Yentl Collin · Gaspard Beaudoin · MSc Artificial Intelligence, Large Scale Models · Université Paris-Saclay · 2025–2026
This repository contains my full reproduction and experimental study of Native Sparse Attention (NSA), introduced in Native Sparse Attention: Hardware-Aligned and Natively Trainable Sparse Attention (Yuan et al., 2025, arXiv:2502.11089).
The goal is threefold: (1) understand the NSA mechanism deeply enough to re-implement it from scratch in pure PyTorch, (2) validate the claimed hardware efficiency gains through GPU benchmarking, and (3) evaluate the learning quality of NSA against dense attention on controlled tasks. All experiments are reproducible and documented in the notebooks and the accompanying report.
Standard self-attention scales quadratically — both in FLOPs and memory — with sequence length. For a sequence of length n, the attention matrix is n × n, which becomes prohibitive beyond a few thousand tokens. Various sparse attention mechanisms have been proposed to address this (Longformer, BigBird, Reformer, etc.), but they all share a critical weakness: irregular memory access patterns.
Sparse attention that uses learned or random token subsets requires scatter/gather operations over non-contiguous memory locations. On modern GPUs, this breaks the coalesced memory access pattern that tensor cores and SRAM rely on, introducing stall cycles that make the sparse kernel slower in practice than the dense FlashAttention kernel — even when FLOPs are significantly reduced.
NSA's key insight is to constrain all sparse operations to act on fixed-size contiguous blocks of tokens. This makes the memory access pattern identical to dense attention tiling, natively compatible with GPU tensor cores and FlashAttention tile loops. The result is a sparse attention mechanism that is both theoretically efficient (linear in sequence length) and practically faster than dense attention at real GPU scale.
NSA decomposes attention into three parallel branches that operate over different scales of context, then combines their outputs through learned per-head sigmoid gates.
Input: Q, K, V
/ | \
[Compression] [Selection] [Sliding Window]
| | |
× g_cmp × g_slc × g_swa
\ | /
o_t = g_cmp·o_cmp + g_slc·o_slc + g_swa·o_swa
Gates: g ∈ [0, 1]^(num_heads) — per-head sigmoid, end-to-end differentiable
K and V are mean-pooled into block summaries: each block of Bs consecutive tokens is reduced to a single representative key-value pair. The query then attends over these ⌈n/Bs⌉ compressed representations.
This branch provides global context at low resolution. Its attention weights double as block relevance scores: which blocks of the sequence are most relevant for each query position. These scores drive the Selection branch.
Causal masking is strict: query at position t can only attend to block j if the entire block has been observed, i.e. t >= (j+1)·Bs - 1.
Using the compression attention weights (detached from the gradient graph via stop-gradient), the top-K most relevant blocks are selected per query position. The query then attends with full precision over the K·Bs tokens in those selected blocks.
This branch provides high-resolution attention over the most informative context. Because the selected blocks are contiguous in memory, the attention kernel can operate with standard tile loops — no scatter/gather required.

▶ _GIVEN DATA_:

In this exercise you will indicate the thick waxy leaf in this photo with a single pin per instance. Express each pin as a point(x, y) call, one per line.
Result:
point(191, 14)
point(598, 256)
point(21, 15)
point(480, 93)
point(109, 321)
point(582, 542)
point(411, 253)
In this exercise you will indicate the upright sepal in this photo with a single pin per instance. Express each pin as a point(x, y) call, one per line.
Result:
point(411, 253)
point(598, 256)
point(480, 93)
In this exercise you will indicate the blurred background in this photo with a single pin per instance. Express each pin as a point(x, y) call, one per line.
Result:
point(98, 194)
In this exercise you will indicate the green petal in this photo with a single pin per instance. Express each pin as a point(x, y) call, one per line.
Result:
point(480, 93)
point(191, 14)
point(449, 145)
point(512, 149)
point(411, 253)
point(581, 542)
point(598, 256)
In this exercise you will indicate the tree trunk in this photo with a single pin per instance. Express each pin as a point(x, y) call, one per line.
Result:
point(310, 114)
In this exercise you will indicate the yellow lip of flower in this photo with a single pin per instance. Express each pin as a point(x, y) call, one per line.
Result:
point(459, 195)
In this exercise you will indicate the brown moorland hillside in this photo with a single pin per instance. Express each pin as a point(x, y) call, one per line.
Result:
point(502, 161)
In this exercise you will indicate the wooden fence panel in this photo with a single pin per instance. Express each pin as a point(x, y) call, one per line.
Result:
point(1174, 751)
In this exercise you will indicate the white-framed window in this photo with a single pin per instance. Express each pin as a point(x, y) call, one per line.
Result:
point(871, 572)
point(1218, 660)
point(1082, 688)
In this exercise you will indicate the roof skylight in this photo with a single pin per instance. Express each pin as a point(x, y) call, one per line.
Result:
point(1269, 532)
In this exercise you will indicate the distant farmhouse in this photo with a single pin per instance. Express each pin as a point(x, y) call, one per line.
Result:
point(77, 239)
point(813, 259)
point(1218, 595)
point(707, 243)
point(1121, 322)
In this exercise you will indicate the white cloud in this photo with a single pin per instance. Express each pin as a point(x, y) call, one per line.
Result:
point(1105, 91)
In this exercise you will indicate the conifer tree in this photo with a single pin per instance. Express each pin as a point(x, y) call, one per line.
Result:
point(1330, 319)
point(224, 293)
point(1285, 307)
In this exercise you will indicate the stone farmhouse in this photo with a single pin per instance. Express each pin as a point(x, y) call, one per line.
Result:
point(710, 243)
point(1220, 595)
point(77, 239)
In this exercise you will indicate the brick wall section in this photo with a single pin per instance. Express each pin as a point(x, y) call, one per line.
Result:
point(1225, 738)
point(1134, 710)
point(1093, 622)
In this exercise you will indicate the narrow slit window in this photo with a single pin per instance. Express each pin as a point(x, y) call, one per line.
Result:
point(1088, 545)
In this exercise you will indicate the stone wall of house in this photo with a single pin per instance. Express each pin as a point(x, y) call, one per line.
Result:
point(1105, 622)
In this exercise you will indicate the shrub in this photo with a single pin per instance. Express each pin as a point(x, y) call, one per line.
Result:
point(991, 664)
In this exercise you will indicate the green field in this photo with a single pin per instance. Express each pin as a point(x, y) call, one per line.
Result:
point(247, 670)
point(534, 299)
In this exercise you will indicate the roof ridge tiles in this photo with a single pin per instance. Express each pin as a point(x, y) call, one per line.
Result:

▶ _PROBLEMS TO WORK ON_:
1. From the Native Sparse Attention page, extract word for word the part that opens with the words containing "Input: Q, K, V" and closes with "the Selection branch.".
2. According to the Native Sparse Attention page, what critical weakness do earlier sparse attention mechanisms such as Longformer, BigBird and Reformer all share?

▶ _RESULTS FOR THE EXERCISE_:
1.
Input: Q, K, V
/ | \
[Compression] [Selection] [Sliding Window]
| | |
× g_cmp × g_slc × g_swa
\ | /
o_t = g_cmp·o_cmp + g_slc·o_slc + g_swa·o_swa
Gates: g ∈ [0, 1]^(num_heads) — per-head sigmoid, end-to-end differentiable
K and V are mean-pooled into block summaries: each block of Bs consecutive tokens is reduced to a single representative key-value pair. The query then attends over these ⌈n/Bs⌉ compressed representations.
This branch provides global context at low resolution. Its attention weights double as block relevance scores: which blocks of the sequence are most relevant for each query position. These scores drive the Selection branch.

2. Irregular memory access patterns.